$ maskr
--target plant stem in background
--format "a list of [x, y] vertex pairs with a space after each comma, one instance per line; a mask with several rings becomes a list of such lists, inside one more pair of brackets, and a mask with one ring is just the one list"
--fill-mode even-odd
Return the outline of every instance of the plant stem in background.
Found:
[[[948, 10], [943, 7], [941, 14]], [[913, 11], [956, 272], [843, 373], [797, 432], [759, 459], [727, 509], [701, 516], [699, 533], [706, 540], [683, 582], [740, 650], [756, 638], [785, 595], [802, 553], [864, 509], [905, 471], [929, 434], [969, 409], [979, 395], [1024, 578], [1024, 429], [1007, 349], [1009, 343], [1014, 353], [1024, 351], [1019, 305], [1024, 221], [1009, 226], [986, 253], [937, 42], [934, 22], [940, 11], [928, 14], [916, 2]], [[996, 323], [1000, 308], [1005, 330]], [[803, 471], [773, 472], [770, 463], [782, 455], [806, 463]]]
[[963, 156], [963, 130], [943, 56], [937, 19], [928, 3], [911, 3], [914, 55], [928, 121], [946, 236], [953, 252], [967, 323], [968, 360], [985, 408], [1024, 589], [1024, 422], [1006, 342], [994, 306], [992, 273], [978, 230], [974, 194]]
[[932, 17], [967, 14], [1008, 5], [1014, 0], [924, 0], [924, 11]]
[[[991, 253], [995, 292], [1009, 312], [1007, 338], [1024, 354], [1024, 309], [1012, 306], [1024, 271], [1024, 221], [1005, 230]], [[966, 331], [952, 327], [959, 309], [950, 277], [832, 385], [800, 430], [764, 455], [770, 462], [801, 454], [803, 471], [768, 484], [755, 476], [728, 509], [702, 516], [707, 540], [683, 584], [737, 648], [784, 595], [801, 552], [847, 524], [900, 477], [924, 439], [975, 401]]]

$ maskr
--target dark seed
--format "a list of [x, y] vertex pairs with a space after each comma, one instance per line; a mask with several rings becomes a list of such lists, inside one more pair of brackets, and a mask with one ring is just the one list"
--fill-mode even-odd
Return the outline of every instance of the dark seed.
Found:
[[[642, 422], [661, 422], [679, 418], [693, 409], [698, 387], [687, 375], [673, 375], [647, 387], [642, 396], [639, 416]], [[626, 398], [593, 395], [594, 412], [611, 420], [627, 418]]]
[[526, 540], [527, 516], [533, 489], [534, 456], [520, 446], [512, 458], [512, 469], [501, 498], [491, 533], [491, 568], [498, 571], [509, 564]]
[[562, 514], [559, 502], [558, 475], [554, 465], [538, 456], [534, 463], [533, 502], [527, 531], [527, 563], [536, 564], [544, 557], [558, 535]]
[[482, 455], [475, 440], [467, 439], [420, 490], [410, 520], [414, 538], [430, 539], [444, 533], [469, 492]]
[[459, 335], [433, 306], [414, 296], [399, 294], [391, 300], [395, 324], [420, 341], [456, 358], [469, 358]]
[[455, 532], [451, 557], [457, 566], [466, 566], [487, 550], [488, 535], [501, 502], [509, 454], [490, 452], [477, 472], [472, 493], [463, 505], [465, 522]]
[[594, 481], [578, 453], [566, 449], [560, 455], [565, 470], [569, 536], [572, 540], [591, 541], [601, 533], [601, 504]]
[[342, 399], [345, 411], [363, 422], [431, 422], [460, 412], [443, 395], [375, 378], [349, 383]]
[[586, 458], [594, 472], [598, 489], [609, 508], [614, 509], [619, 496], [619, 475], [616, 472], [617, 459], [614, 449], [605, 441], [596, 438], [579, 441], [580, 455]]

= = = = = = =

**Work request:**
The entries above, copied exactly, form the whole answer.

**Written solution:**
$ maskr
--target plant stem in background
--format "a list of [x, y] vertex pairs with a space after each comma, one instance per line; a mask with several rings becomes a list of such lists, inside one more pair of brackets, and a mask with one ring is just the one list"
--fill-mode even-odd
Return the outline of every instance of the plant stem in background.
Found:
[[[948, 10], [943, 7], [941, 14]], [[913, 11], [956, 272], [843, 373], [797, 432], [759, 459], [727, 509], [701, 516], [699, 533], [706, 540], [683, 582], [740, 650], [756, 638], [785, 595], [802, 553], [864, 509], [905, 471], [929, 434], [969, 409], [979, 395], [1024, 578], [1024, 429], [1007, 349], [1009, 343], [1014, 353], [1024, 351], [1019, 305], [1024, 221], [1009, 226], [986, 253], [937, 42], [934, 22], [940, 11], [928, 14], [916, 2]], [[996, 323], [1000, 308], [1005, 330]], [[803, 471], [773, 472], [770, 463], [782, 455], [806, 463]]]
[[963, 156], [963, 130], [943, 56], [937, 19], [928, 3], [911, 3], [914, 55], [928, 121], [946, 236], [953, 252], [967, 323], [968, 360], [985, 408], [1024, 589], [1024, 422], [1006, 342], [994, 306], [992, 273], [978, 230], [974, 194]]
[[932, 17], [967, 14], [1008, 5], [1014, 0], [924, 0], [924, 11]]
[[[991, 253], [995, 292], [1009, 312], [1007, 338], [1024, 354], [1024, 309], [1012, 306], [1024, 271], [1024, 221], [1005, 230]], [[966, 331], [952, 327], [959, 309], [950, 277], [832, 385], [800, 430], [764, 455], [770, 462], [801, 454], [803, 471], [768, 484], [755, 476], [728, 509], [702, 516], [707, 540], [683, 584], [737, 648], [784, 595], [801, 552], [847, 524], [900, 477], [924, 439], [975, 401]]]

$ maskr
--target dark seed
--format "a list of [x, y] vertex pairs with a space after each comma, one instance per line; a mask with several rings becomes a list of such lists, inside one more pair of brackets, and a mask with one ring is just the one list"
--fill-mode even-odd
Return the outline of every instance of the dark seed.
Found:
[[[642, 422], [661, 422], [679, 418], [693, 409], [698, 387], [687, 375], [673, 375], [647, 387], [642, 396], [639, 416]], [[626, 398], [593, 395], [594, 412], [611, 420], [627, 418]]]
[[526, 540], [527, 516], [533, 489], [534, 456], [520, 446], [512, 458], [512, 469], [501, 498], [491, 533], [491, 568], [498, 571], [509, 564]]
[[562, 514], [559, 502], [558, 475], [554, 465], [538, 456], [534, 463], [533, 502], [527, 531], [527, 563], [536, 564], [544, 557], [558, 535]]
[[482, 455], [475, 440], [467, 439], [420, 490], [410, 520], [414, 538], [430, 539], [444, 533], [469, 492]]
[[459, 335], [433, 306], [414, 296], [399, 294], [391, 300], [395, 324], [420, 341], [456, 358], [469, 358]]
[[455, 532], [451, 557], [457, 566], [466, 566], [487, 550], [488, 535], [501, 502], [509, 454], [490, 452], [477, 472], [472, 493], [463, 505], [465, 522]]
[[594, 481], [578, 453], [566, 449], [560, 455], [565, 470], [569, 536], [572, 540], [591, 541], [601, 533], [601, 504]]
[[342, 399], [345, 411], [363, 422], [431, 422], [460, 412], [443, 395], [375, 378], [349, 383]]
[[586, 458], [594, 472], [598, 489], [609, 508], [614, 509], [619, 496], [619, 475], [616, 472], [617, 459], [614, 449], [605, 441], [596, 438], [579, 441], [580, 455]]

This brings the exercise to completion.